* Start MATERIALS PROVIDED *
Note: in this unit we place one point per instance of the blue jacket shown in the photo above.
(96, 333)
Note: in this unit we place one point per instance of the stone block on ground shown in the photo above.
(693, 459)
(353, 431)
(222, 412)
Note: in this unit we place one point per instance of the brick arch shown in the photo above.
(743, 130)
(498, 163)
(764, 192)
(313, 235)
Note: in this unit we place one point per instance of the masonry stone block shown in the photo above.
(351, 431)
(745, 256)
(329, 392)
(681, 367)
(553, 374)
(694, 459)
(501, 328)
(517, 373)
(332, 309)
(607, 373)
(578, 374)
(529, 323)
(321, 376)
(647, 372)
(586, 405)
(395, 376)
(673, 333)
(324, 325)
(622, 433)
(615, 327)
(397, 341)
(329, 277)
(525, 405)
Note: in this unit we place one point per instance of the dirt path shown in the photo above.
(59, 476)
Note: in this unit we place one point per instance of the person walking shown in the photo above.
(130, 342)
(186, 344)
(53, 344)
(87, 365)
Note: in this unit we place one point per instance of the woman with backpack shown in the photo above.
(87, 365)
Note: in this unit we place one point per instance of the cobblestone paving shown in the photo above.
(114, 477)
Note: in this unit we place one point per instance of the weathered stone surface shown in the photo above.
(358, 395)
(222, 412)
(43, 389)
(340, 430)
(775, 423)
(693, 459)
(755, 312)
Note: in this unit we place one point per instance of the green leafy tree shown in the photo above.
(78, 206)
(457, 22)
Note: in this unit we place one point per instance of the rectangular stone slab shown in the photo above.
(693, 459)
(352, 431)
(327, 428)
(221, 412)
* End MATERIALS PROVIDED *
**WHAT TO PRODUCE:** Update everything from the line containing "path shown in the photo above." down to the end of the material, swapping "unit" for "section" and keeping every other part of those lines unchanged. Return only those lines.

**CORRECT OUTPUT:**
Note: in this section we place one point per instance of the dirt path shown in the photo above.
(59, 476)
Note: in this section we place one point per instance of the person walking shown in the photo above.
(130, 342)
(186, 344)
(53, 344)
(87, 365)
Note: in this section we place one point per instance of the woman with backpack shown in the photo above.
(87, 365)
Note: in this section we place one point per instance of the cobblestone paving shown in the photo above.
(114, 477)
Note: in this section we place one point per instance of the weathered stone surface shown in the photo above.
(358, 395)
(222, 412)
(43, 389)
(340, 430)
(775, 423)
(693, 459)
(755, 312)
Note: in this section we place one point per instance of the green leafy tree shown in the photo above.
(78, 206)
(457, 22)
Note: in this section we place one point per instance of the rectangular stone slab shown in the photo above.
(693, 459)
(352, 431)
(327, 428)
(221, 412)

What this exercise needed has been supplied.